[START]
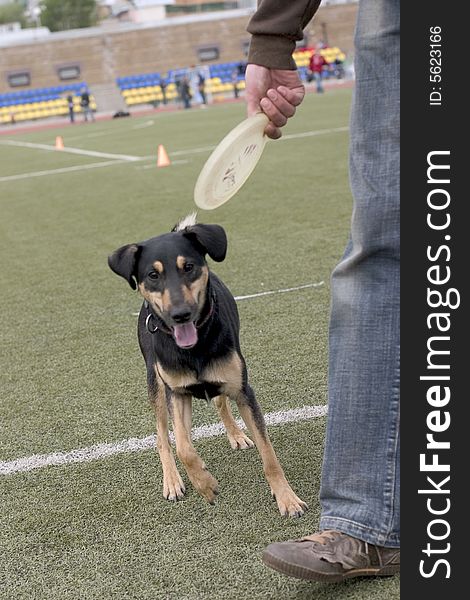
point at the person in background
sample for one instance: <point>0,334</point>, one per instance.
<point>85,104</point>
<point>163,85</point>
<point>201,84</point>
<point>185,92</point>
<point>359,529</point>
<point>316,66</point>
<point>235,82</point>
<point>71,108</point>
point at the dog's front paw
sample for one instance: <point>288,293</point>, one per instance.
<point>239,441</point>
<point>206,485</point>
<point>173,486</point>
<point>289,504</point>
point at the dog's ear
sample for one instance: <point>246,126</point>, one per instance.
<point>123,262</point>
<point>211,238</point>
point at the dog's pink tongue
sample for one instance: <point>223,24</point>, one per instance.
<point>185,335</point>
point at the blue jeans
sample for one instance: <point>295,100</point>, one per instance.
<point>360,481</point>
<point>318,78</point>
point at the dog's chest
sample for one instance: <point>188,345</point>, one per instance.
<point>220,376</point>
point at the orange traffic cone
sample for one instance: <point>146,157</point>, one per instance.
<point>162,157</point>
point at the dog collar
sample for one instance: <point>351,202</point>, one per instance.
<point>160,326</point>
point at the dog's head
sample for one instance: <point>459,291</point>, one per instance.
<point>171,273</point>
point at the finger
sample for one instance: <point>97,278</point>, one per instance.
<point>293,96</point>
<point>252,106</point>
<point>273,113</point>
<point>272,131</point>
<point>285,107</point>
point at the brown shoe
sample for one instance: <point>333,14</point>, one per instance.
<point>331,556</point>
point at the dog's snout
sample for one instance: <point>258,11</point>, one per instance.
<point>181,315</point>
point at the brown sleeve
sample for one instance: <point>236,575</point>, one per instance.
<point>275,27</point>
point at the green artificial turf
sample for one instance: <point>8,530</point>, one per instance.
<point>72,375</point>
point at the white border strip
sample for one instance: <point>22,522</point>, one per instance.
<point>282,291</point>
<point>271,292</point>
<point>125,157</point>
<point>61,170</point>
<point>100,451</point>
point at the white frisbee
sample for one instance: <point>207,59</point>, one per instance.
<point>231,163</point>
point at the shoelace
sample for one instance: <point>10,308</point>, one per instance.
<point>323,537</point>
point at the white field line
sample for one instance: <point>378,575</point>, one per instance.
<point>271,292</point>
<point>125,157</point>
<point>100,451</point>
<point>283,291</point>
<point>292,136</point>
<point>61,170</point>
<point>295,136</point>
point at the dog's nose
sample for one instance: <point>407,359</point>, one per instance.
<point>180,315</point>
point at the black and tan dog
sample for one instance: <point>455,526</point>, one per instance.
<point>189,335</point>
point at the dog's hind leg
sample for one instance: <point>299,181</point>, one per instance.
<point>236,437</point>
<point>200,477</point>
<point>250,410</point>
<point>173,486</point>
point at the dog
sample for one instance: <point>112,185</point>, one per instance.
<point>188,331</point>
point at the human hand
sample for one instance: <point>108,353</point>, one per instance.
<point>276,92</point>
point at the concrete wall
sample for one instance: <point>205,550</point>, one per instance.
<point>104,54</point>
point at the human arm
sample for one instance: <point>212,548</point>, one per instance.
<point>272,83</point>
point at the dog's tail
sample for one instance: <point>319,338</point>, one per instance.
<point>187,221</point>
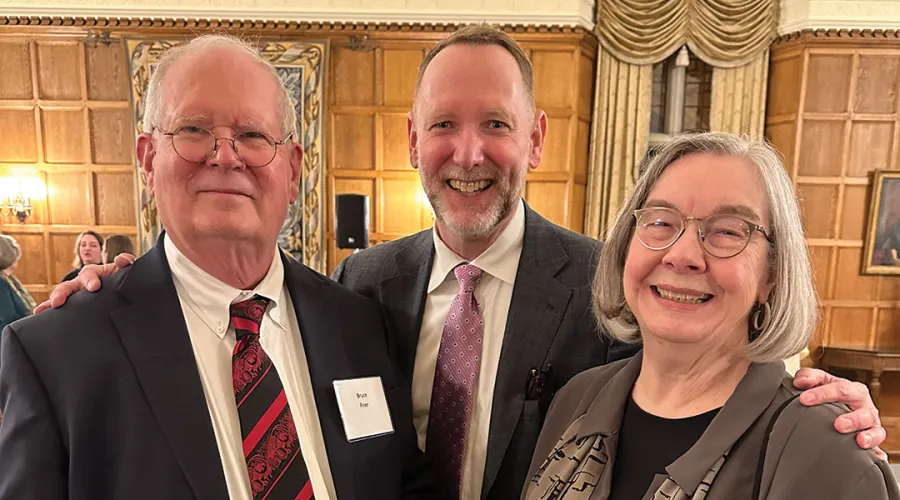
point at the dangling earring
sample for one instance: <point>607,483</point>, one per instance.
<point>760,317</point>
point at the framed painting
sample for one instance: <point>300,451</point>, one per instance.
<point>301,66</point>
<point>881,250</point>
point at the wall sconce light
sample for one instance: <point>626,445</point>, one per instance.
<point>18,205</point>
<point>16,194</point>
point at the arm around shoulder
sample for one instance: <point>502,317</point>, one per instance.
<point>807,458</point>
<point>33,459</point>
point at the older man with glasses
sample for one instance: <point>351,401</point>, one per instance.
<point>215,367</point>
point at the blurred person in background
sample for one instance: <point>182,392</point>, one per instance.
<point>88,248</point>
<point>15,301</point>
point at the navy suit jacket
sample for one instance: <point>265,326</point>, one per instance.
<point>102,399</point>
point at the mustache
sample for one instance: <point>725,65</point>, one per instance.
<point>487,172</point>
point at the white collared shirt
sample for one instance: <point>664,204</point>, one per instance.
<point>499,264</point>
<point>205,302</point>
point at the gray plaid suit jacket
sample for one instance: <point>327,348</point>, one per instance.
<point>550,329</point>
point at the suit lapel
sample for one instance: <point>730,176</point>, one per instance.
<point>327,358</point>
<point>538,304</point>
<point>156,340</point>
<point>403,295</point>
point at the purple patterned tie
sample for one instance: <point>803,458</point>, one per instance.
<point>455,380</point>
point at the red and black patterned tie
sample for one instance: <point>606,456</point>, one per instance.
<point>271,446</point>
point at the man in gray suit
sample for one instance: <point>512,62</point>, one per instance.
<point>473,134</point>
<point>522,283</point>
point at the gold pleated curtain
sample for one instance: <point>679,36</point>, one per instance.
<point>733,36</point>
<point>738,103</point>
<point>622,101</point>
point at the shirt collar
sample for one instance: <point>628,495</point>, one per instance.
<point>211,299</point>
<point>500,260</point>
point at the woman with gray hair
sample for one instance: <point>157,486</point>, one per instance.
<point>15,301</point>
<point>707,266</point>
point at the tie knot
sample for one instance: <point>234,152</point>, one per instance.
<point>468,277</point>
<point>246,315</point>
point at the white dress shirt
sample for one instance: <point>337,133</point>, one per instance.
<point>494,293</point>
<point>205,302</point>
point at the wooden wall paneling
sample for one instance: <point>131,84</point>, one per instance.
<point>71,121</point>
<point>15,79</point>
<point>18,127</point>
<point>830,77</point>
<point>836,126</point>
<point>372,74</point>
<point>59,74</point>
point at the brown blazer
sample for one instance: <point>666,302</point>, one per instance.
<point>805,459</point>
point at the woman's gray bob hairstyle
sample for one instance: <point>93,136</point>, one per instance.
<point>793,298</point>
<point>154,100</point>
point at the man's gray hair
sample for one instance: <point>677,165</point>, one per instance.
<point>793,299</point>
<point>9,251</point>
<point>154,99</point>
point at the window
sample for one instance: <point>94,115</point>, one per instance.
<point>681,95</point>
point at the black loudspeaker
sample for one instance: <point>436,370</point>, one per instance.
<point>351,214</point>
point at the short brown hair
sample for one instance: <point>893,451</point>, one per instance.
<point>483,34</point>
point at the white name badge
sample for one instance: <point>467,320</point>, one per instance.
<point>363,407</point>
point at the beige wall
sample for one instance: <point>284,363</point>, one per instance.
<point>528,12</point>
<point>798,15</point>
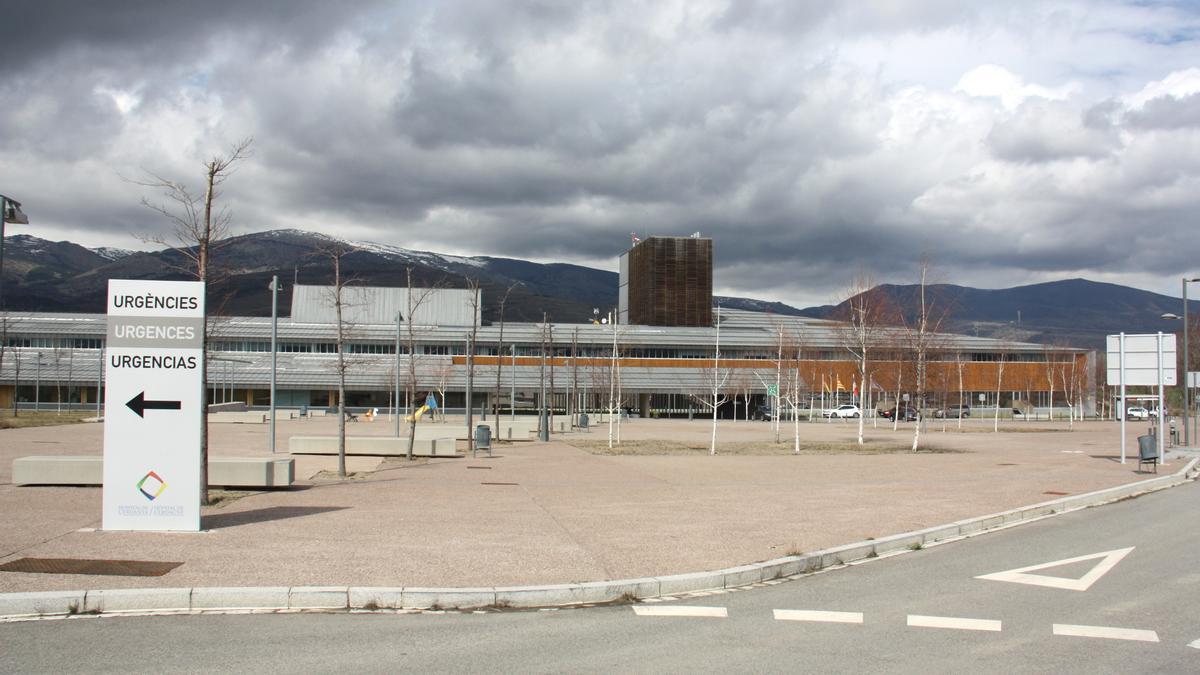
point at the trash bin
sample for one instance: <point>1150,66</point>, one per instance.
<point>1147,446</point>
<point>1147,452</point>
<point>483,437</point>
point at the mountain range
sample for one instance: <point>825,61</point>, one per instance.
<point>42,275</point>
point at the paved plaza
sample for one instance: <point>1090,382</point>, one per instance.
<point>550,513</point>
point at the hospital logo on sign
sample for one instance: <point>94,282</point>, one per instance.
<point>151,485</point>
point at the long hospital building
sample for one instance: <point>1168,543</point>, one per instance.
<point>665,341</point>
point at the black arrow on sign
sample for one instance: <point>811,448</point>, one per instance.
<point>139,404</point>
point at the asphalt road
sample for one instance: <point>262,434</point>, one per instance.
<point>1140,604</point>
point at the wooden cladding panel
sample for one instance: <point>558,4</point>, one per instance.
<point>671,282</point>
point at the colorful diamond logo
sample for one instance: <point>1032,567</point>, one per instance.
<point>151,485</point>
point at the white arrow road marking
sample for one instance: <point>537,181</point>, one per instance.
<point>1105,632</point>
<point>919,621</point>
<point>817,615</point>
<point>681,610</point>
<point>1020,575</point>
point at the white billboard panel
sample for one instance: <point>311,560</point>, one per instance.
<point>1141,359</point>
<point>153,405</point>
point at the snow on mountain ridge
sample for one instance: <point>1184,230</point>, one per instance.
<point>112,254</point>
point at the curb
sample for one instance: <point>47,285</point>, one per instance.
<point>17,607</point>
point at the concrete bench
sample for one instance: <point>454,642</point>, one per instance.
<point>89,470</point>
<point>239,417</point>
<point>251,472</point>
<point>382,446</point>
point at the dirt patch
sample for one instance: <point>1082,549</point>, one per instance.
<point>1003,429</point>
<point>221,499</point>
<point>27,419</point>
<point>664,447</point>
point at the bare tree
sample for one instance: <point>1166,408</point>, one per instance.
<point>1000,380</point>
<point>335,251</point>
<point>715,395</point>
<point>442,375</point>
<point>864,323</point>
<point>473,286</point>
<point>924,336</point>
<point>197,231</point>
<point>499,358</point>
<point>415,298</point>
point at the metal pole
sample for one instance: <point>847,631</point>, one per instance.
<point>1187,432</point>
<point>543,424</point>
<point>396,372</point>
<point>1121,407</point>
<point>100,380</point>
<point>1162,413</point>
<point>469,407</point>
<point>4,211</point>
<point>275,335</point>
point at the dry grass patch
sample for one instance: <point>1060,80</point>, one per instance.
<point>666,447</point>
<point>221,499</point>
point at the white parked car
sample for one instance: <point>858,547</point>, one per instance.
<point>845,410</point>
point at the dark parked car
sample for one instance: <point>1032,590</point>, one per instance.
<point>907,413</point>
<point>954,411</point>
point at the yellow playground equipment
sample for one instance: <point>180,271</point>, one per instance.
<point>418,414</point>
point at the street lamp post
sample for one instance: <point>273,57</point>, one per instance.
<point>1187,398</point>
<point>37,384</point>
<point>275,323</point>
<point>1187,430</point>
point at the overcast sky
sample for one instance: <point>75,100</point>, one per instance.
<point>1011,142</point>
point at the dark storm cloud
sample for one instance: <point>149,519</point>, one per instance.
<point>801,136</point>
<point>162,29</point>
<point>1168,113</point>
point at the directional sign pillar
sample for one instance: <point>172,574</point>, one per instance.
<point>153,405</point>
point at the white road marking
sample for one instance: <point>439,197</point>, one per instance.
<point>1105,632</point>
<point>682,610</point>
<point>959,623</point>
<point>817,615</point>
<point>1020,575</point>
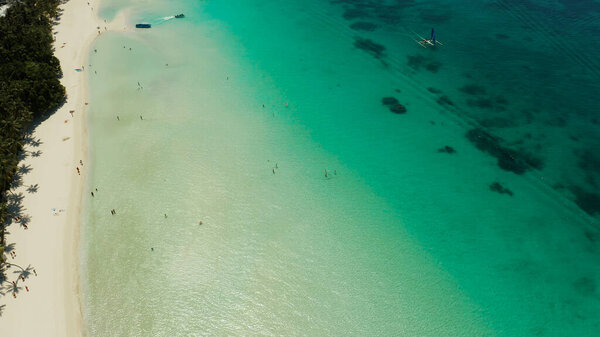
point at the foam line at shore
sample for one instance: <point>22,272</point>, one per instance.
<point>50,245</point>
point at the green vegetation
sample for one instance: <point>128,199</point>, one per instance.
<point>29,83</point>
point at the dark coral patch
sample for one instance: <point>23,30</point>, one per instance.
<point>365,26</point>
<point>483,103</point>
<point>508,159</point>
<point>355,13</point>
<point>473,89</point>
<point>393,104</point>
<point>447,149</point>
<point>444,100</point>
<point>498,122</point>
<point>375,49</point>
<point>497,187</point>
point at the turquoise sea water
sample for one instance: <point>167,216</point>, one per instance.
<point>324,213</point>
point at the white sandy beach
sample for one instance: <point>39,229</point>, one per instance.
<point>51,306</point>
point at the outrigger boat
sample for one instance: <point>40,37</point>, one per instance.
<point>431,42</point>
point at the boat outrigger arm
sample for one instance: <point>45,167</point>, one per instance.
<point>431,42</point>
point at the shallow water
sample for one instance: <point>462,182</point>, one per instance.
<point>323,213</point>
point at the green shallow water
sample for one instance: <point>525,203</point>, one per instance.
<point>398,239</point>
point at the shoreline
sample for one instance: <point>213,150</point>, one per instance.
[END]
WHAT NEEDS TO BE DONE: Reproduce the part of the material that opens with the line containing "point at the curb" and closes with the line containing "<point>382,446</point>", keeping every line unchanged and including both end lines.

ANSWER TO THE EXERCISE:
point at the curb
sample for one instance: <point>47,285</point>, one per instance.
<point>17,607</point>
point at the concrete bench
sample for one instance: <point>454,642</point>, one per instance.
<point>89,470</point>
<point>239,417</point>
<point>251,472</point>
<point>382,446</point>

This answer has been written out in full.